## Problem to work on:
Reproduce the material below line for line, with no changes.

[Data taken from a collection]
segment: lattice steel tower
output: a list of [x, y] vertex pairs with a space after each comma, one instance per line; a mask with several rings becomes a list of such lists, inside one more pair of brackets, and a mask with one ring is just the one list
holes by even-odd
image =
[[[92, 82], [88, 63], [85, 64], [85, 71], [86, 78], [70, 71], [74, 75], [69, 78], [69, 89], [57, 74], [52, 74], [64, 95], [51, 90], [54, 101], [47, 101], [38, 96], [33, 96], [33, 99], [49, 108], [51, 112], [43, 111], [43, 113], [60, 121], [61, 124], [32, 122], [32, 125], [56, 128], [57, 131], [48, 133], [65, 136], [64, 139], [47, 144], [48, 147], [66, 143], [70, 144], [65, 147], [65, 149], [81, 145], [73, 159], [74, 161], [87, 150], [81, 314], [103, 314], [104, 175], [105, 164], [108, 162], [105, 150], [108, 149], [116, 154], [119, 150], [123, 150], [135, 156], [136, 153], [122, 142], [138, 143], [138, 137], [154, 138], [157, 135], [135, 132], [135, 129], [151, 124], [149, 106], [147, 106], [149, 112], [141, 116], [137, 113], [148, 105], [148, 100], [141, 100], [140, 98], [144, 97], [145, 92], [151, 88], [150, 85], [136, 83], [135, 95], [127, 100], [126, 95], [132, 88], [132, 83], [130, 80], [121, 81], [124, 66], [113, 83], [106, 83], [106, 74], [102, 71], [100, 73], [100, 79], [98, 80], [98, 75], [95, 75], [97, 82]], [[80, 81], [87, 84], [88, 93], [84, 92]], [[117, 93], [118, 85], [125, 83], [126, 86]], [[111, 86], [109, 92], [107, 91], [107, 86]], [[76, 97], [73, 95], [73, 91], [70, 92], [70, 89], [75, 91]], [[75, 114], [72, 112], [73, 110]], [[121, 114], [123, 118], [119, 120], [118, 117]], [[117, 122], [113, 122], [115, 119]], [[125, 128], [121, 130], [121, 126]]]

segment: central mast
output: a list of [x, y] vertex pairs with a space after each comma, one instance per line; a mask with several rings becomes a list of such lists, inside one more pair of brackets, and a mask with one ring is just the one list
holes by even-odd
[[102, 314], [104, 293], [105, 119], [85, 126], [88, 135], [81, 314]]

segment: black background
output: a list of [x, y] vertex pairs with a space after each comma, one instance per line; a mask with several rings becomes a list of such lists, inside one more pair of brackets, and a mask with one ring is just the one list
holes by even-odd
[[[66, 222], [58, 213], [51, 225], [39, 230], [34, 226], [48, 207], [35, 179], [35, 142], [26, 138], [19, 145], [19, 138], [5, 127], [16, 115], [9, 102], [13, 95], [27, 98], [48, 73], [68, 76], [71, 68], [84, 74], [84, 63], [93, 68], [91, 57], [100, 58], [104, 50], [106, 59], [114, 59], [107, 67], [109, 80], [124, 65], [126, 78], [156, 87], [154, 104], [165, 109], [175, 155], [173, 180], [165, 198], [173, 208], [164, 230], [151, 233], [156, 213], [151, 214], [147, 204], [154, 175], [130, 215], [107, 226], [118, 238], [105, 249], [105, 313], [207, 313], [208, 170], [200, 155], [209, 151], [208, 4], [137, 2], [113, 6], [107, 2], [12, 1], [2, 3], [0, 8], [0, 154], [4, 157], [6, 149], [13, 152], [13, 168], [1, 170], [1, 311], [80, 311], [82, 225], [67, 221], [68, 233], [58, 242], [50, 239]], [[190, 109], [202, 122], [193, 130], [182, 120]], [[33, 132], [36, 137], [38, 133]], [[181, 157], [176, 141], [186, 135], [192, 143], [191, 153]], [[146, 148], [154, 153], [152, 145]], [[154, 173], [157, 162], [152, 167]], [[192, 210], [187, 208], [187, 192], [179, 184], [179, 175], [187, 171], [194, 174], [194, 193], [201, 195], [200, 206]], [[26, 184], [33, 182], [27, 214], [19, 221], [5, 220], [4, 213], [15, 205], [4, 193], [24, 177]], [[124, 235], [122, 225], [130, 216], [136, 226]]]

## Result:
segment: lattice steel tower
output: a list of [x, y] vertex pairs with a space after each comma, one instance per line; a mask with several rings becomes a list of such lists, inside one more pair of brackets, and a mask with one ring is just the one list
holes by even-odd
image =
[[[92, 82], [88, 63], [85, 64], [85, 71], [86, 78], [70, 71], [74, 75], [69, 78], [69, 89], [57, 74], [52, 74], [64, 95], [51, 90], [54, 101], [47, 101], [38, 96], [33, 96], [33, 99], [49, 108], [51, 112], [43, 111], [43, 113], [60, 121], [61, 124], [32, 122], [32, 125], [56, 128], [57, 131], [48, 133], [65, 136], [64, 139], [47, 144], [48, 147], [66, 143], [70, 144], [65, 147], [65, 149], [81, 145], [73, 159], [74, 161], [87, 150], [81, 314], [103, 314], [104, 175], [105, 164], [108, 162], [105, 150], [108, 149], [116, 154], [119, 150], [123, 150], [135, 156], [136, 153], [122, 142], [138, 143], [138, 137], [154, 138], [157, 135], [135, 132], [135, 129], [151, 124], [149, 106], [147, 106], [149, 112], [141, 116], [137, 113], [148, 105], [148, 100], [141, 100], [140, 98], [144, 97], [145, 92], [151, 88], [150, 85], [136, 83], [135, 95], [127, 100], [126, 95], [132, 88], [132, 83], [130, 80], [121, 81], [124, 66], [113, 83], [106, 83], [106, 74], [102, 71], [100, 73], [100, 79], [98, 80], [98, 75], [95, 75], [97, 82]], [[80, 81], [87, 84], [88, 93], [84, 92]], [[117, 93], [118, 85], [125, 83], [126, 86]], [[111, 86], [109, 92], [107, 91], [107, 86]], [[76, 97], [73, 95], [73, 91], [70, 92], [70, 89], [75, 91]], [[75, 114], [72, 112], [73, 110]], [[121, 114], [123, 118], [119, 120], [118, 117]], [[117, 122], [113, 122], [115, 119]], [[125, 128], [121, 130], [121, 126]]]

segment: central mast
output: a list of [x, y] vertex pairs with a space after each comma, one instance per line; a mask with several rings becomes a list of such lists, inside one more pair of brackets, and a mask with one ring is just the one list
holes by even-odd
[[102, 314], [104, 293], [105, 119], [85, 126], [88, 135], [81, 314]]

segment: black background
output: a list of [x, y] vertex pairs with a space after each comma, one instance per line; a mask with several rings becomes a list of such lists, inside one more pair of brackets, and a mask with one ring is just the one list
holes by even-odd
[[[66, 222], [58, 213], [51, 225], [39, 230], [34, 226], [48, 207], [35, 179], [35, 142], [26, 138], [19, 145], [19, 138], [5, 127], [16, 115], [9, 102], [13, 95], [27, 98], [48, 73], [68, 76], [71, 68], [84, 74], [84, 63], [93, 68], [91, 57], [100, 58], [104, 50], [106, 59], [114, 59], [107, 67], [109, 80], [124, 65], [126, 78], [156, 87], [154, 104], [165, 109], [175, 155], [173, 180], [165, 198], [173, 208], [164, 230], [151, 233], [156, 213], [151, 214], [147, 204], [154, 175], [130, 215], [107, 226], [118, 238], [105, 249], [105, 313], [207, 313], [208, 170], [200, 155], [209, 151], [208, 4], [137, 2], [113, 6], [107, 2], [12, 1], [2, 3], [0, 8], [0, 154], [4, 157], [6, 149], [13, 152], [13, 168], [1, 170], [1, 311], [80, 311], [82, 225], [67, 221], [68, 233], [58, 242], [50, 239]], [[190, 109], [202, 122], [193, 130], [182, 120]], [[33, 132], [36, 137], [38, 133]], [[181, 157], [176, 141], [186, 135], [192, 143], [191, 153]], [[146, 148], [154, 153], [152, 145]], [[154, 173], [157, 162], [152, 167]], [[192, 210], [187, 208], [187, 192], [179, 184], [179, 175], [187, 171], [194, 174], [194, 193], [201, 195], [200, 206]], [[26, 184], [33, 182], [27, 214], [19, 221], [5, 220], [4, 213], [15, 205], [4, 193], [24, 177]], [[124, 235], [122, 225], [130, 216], [136, 226]]]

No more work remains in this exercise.